求められること: 転職した財団職員へのインタビューから、「音大を修了後、ピアノ講師とし」で始まり「ーーー数ある求人の中からこの組織に決めた理由はなんですか?」に至るまでの部分を、一字も変えずに書き写すこと。

提示された文章:
──────────

音大を修了後、ピアノ講師として働いてきたという石澤久美子さん。その後、まったく業界未経験ながら堺市文化振興財団に転職したと聞きました。石澤さんから現在のお仕事や日々向き合っていることを伺うことで、この財団で働くイメージを共有できればと考えています。(本記事は2024年1月時点のものです。)
◎インタビュー:狩野哲也

「アートマネジメント」という言葉すら知らなかった。

ーーー数ある求人の中からこの組織に決めた理由はなんですか?

実は転職を決めるまでアートマネジメントという言葉すら知りませんでした。

先輩に転職の相談をした際に、アートマネジメントに関する総合サイト「ネットTAM」の存在を教えてもらいました。そこで堺市文化振興財団では「文化芸術を通じた社会課題の解決」や「文化芸術を通じた社会包摂」が理念として掲げられていることを知り、自分なりに調べていくと、その考え方に惹かれるものがありました。

──────────

提供された資料:
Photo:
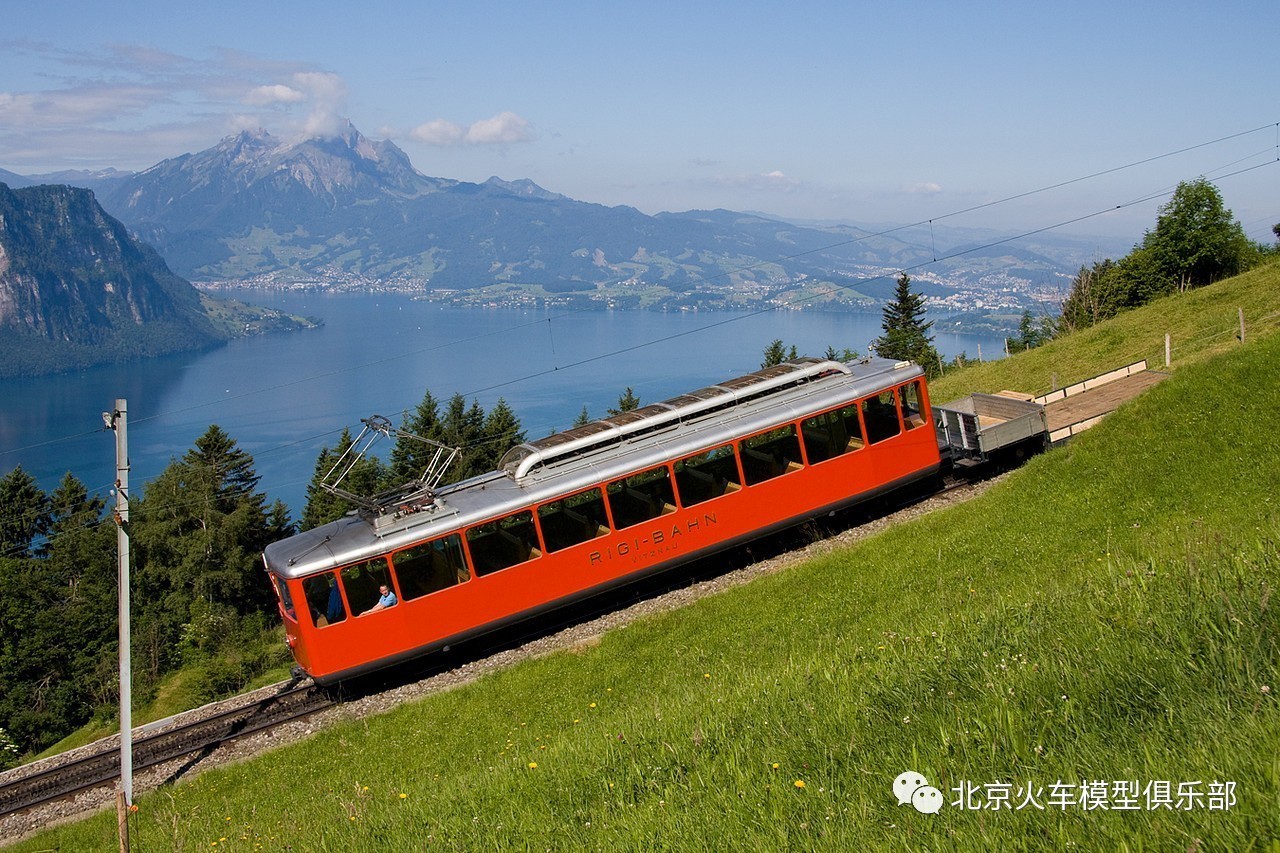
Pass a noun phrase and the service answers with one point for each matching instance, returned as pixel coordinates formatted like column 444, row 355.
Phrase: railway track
column 199, row 737
column 26, row 788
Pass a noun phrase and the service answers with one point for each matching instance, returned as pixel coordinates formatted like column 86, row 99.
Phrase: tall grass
column 1105, row 614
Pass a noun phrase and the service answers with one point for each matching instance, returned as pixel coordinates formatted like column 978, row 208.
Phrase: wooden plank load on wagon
column 977, row 427
column 1074, row 409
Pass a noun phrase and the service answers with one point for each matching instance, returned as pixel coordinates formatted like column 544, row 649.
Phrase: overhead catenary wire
column 725, row 274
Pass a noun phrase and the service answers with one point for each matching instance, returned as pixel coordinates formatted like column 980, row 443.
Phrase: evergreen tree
column 197, row 537
column 626, row 402
column 1196, row 241
column 777, row 352
column 24, row 514
column 364, row 478
column 228, row 468
column 841, row 355
column 906, row 333
column 464, row 428
column 1092, row 299
column 410, row 457
column 1031, row 334
column 501, row 433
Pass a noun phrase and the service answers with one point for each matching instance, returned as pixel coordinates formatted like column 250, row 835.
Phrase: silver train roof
column 567, row 463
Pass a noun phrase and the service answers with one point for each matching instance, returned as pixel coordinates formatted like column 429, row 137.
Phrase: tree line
column 197, row 530
column 1196, row 241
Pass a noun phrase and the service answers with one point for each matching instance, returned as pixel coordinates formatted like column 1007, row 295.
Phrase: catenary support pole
column 118, row 422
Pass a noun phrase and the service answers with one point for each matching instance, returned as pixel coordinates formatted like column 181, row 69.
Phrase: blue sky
column 845, row 112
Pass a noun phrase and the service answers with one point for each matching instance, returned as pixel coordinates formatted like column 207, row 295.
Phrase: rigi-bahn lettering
column 654, row 543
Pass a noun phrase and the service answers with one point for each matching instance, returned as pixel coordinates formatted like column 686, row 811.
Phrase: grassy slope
column 1201, row 323
column 1105, row 614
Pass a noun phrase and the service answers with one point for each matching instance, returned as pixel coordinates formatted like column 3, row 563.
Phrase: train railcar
column 581, row 511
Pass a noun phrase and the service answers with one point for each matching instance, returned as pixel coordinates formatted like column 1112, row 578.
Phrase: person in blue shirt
column 385, row 600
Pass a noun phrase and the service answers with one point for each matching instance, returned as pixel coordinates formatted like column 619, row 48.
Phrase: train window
column 362, row 583
column 641, row 497
column 880, row 414
column 707, row 475
column 574, row 519
column 282, row 589
column 430, row 566
column 324, row 601
column 503, row 543
column 771, row 454
column 913, row 413
column 831, row 434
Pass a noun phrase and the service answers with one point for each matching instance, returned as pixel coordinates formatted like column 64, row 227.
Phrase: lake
column 283, row 397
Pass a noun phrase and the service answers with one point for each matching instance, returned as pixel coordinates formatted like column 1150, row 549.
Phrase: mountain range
column 256, row 205
column 77, row 288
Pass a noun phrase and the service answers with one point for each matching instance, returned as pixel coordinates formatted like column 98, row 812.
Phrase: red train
column 574, row 514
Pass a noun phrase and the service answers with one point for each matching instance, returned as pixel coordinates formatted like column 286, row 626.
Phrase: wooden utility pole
column 117, row 420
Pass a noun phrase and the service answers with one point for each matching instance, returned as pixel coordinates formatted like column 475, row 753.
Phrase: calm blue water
column 283, row 397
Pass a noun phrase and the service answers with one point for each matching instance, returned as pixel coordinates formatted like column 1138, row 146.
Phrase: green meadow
column 1084, row 657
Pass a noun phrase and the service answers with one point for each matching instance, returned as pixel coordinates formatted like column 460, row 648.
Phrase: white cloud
column 438, row 132
column 504, row 128
column 274, row 94
column 773, row 181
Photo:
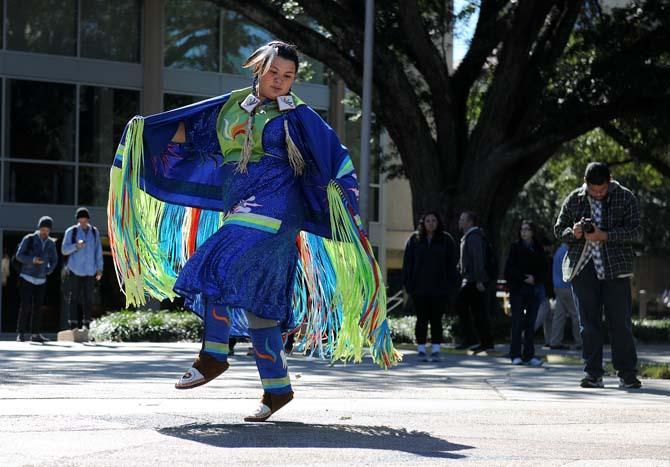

──────────

この課題の出力:
音大を修了後、ピアノ講師として働いてきたという石澤久美子さん。その後、まったく業界未経験ながら堺市文化振興財団に転職したと聞きました。石澤さんから現在のお仕事や日々向き合っていることを伺うことで、この財団で働くイメージを共有できればと考えています。(本記事は2024年1月時点のものです。)
◎インタビュー:狩野哲也

「アートマネジメント」という言葉すら知らなかった。

ーーー数ある求人の中からこの組織に決めた理由はなんですか?